University of Utah College of Nursing (CON) donors Bill "Action" and Jackie Jackson are not only generous, but creative. After their youngest son, John William Jackson, passed away in a climbing accident, the Jacksons established the John William Jackson Fund (JWJF) within the Idaho Community Foundation to honor John's legacy by advancing academic excellence among students of all ages.
Action, a former Morrison Knudsen company manager, had a unique idea that would not only allow him to provide funding for students, but improve metal recycling practices within construction projects. His plan was to turn scrap metal into scholarships by establishing the Idaho Youth Education Recycling Partnership (iYERP) within the JWJF.
Through iYERP's partnerships with recycling and construction companies, the Jacksons help collect and recycle scrap metal. Scrap metal donors then receive a tax-deductible receipt for the value of the recycled material, directly seeing their impact through dispensation by JWJF. To learn more about the process, contact firstname.lastname@example.org.
Although the fund advances academic excellence, appreciation of the performing arts, and outdoor sporting, JWJF scholarships have recently focused on nursing and health sciences students.
"In the past five years, the awarding of health science and nursing scholarships has taken on greater importance for the Fund. As a result, the health science and nursing scholarships have continued to experience substantial growth," says Action.
The Jacksons understand the importance of nurses and health care professionals. They aim to support health sciences students, so students can support their communities after graduation.
"Jackie and I have come face-to-face with the loved ones of family and friends who have died over the years. We have come to admire those who bravely battle terminal illnesses," says Action. "We want future students to clearly understand the importance of being caring, compassionate, and patient-/family-centered."
In December 2020, the JWJF launched the Northwest Health Science Scholarship Initiative, which awarded $100,000 for 50 $2,000 scholarships to nine schools. A first-time award of $6,000 was made to the CON.
Action and Jackie showed their support for CON students once again as they met with 2021-2022 JWJF scholarship recipients Gabriella Fagan, Laura Thomas, and Mindy Szilagi. The JWJF scholarship will help these nursing students afford tuition, maintain school-work-life balance, and remain in their programs.
For Fagan, the scholarship has been crucial to her academic success.
"This scholarship will greatly assist my ability to afford the tuition at the College of Nursing. I have a younger brother in college right now, so I do everything I can to assist my family in paying tuition—as well as covering my rent, car, and food expenses. The COVID-19 pandemic has definitely caused more of a financial strain, so I am grateful for this scholarship and educational opportunity," says Fagan. "I now feel that I can solely focus on expanding my knowledge and becoming the best nurse I can be, while keeping the balance of spending more time with friends and family."

## DATASET CONTENT
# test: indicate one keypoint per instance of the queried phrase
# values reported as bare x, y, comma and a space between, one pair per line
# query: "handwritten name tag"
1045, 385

## PROBLEM DETAILS
In the article about the John William Jackson Fund, how much was the first-time award made to the College of Nursing?

## SOLUTION FOR THIS PROBLEM
$6,000